● **Page excerpt**:
College athletic conference from 2011

The Great Midwest Athletic Conference (G-MAC) is a college athletic conference affiliated with the National Collegiate Athletic Association (NCAA) at the Division II level. It was named the 24th (at the time) NCAA Division II conference and operates in the Great Lakes and East South Central States regions of the United States. The G-MAC began conference play in the 2012–13 academic year hosting 12 championships and continued to work through the educational assessment program. The conference received approval and became an active Division II conference in 2013–14, hosting 17 championships.

==History==

The initial announcement of a potential new conference surfaced in June 2011 when the presidents and athletic directors of Cedarville University, Notre Dame College, Urbana University, and Ursuline College met to discuss plans for a new Division II conference.

Soon after the initial meeting, Central State University joined and became a fifth member. In October 2011, Kentucky Wesleyan College announced that the school will join the G-MAC, withdrawing from its current conference, the Great Lakes Valley Conference.

● **Recorded data**:

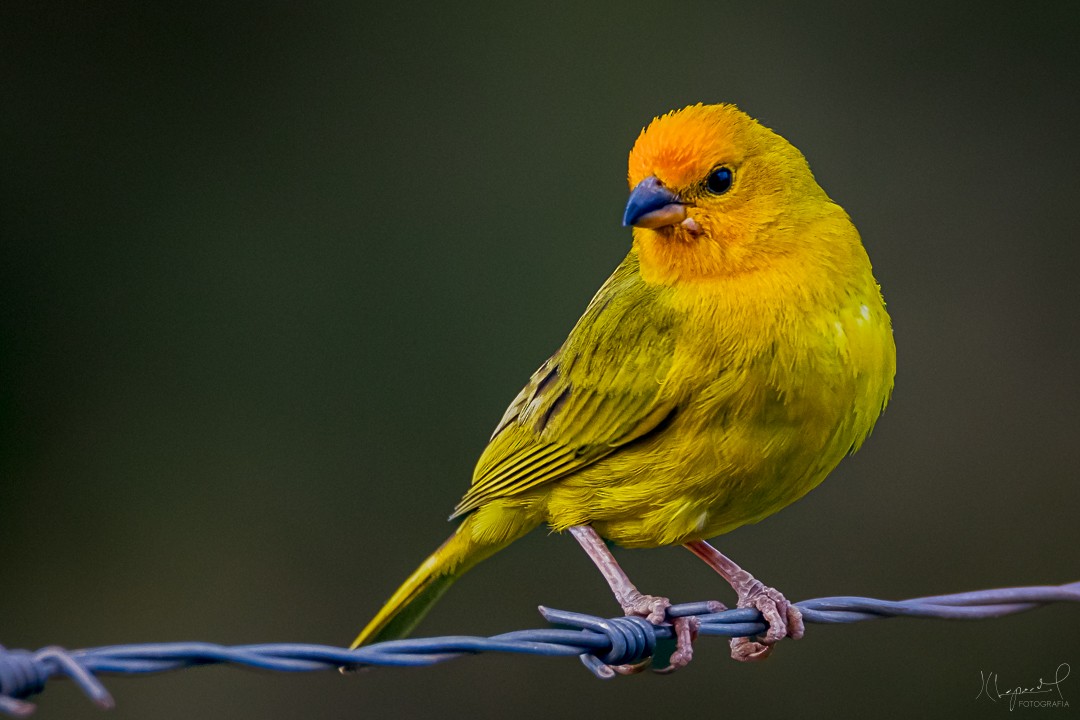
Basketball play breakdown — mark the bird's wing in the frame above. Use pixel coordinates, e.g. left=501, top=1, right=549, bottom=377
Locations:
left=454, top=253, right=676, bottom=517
---
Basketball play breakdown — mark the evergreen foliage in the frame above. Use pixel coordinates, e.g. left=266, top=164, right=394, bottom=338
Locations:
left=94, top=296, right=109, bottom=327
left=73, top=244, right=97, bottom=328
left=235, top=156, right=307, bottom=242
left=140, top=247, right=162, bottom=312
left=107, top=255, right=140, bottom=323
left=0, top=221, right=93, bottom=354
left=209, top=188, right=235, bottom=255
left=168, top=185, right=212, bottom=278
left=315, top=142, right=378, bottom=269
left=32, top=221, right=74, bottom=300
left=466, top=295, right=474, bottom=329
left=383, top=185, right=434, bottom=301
...
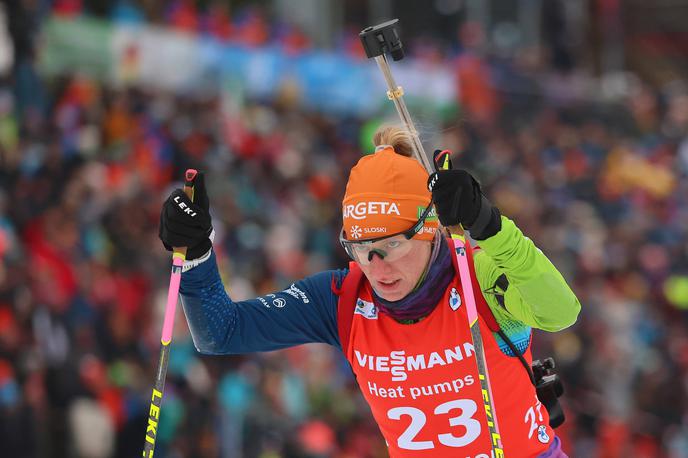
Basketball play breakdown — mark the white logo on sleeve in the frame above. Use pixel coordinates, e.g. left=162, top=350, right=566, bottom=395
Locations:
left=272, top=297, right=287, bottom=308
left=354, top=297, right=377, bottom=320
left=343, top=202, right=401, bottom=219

● **Given problem**: From the text about the Great Midwest Athletic Conference, list every college or university it names as joining or planning the new conference. Rely only on the text about the Great Midwest Athletic Conference and leave the entries aside.

● **Answer for the task**: Cedarville University, Notre Dame College, Urbana University, Ursuline College, Central State University, Kentucky Wesleyan College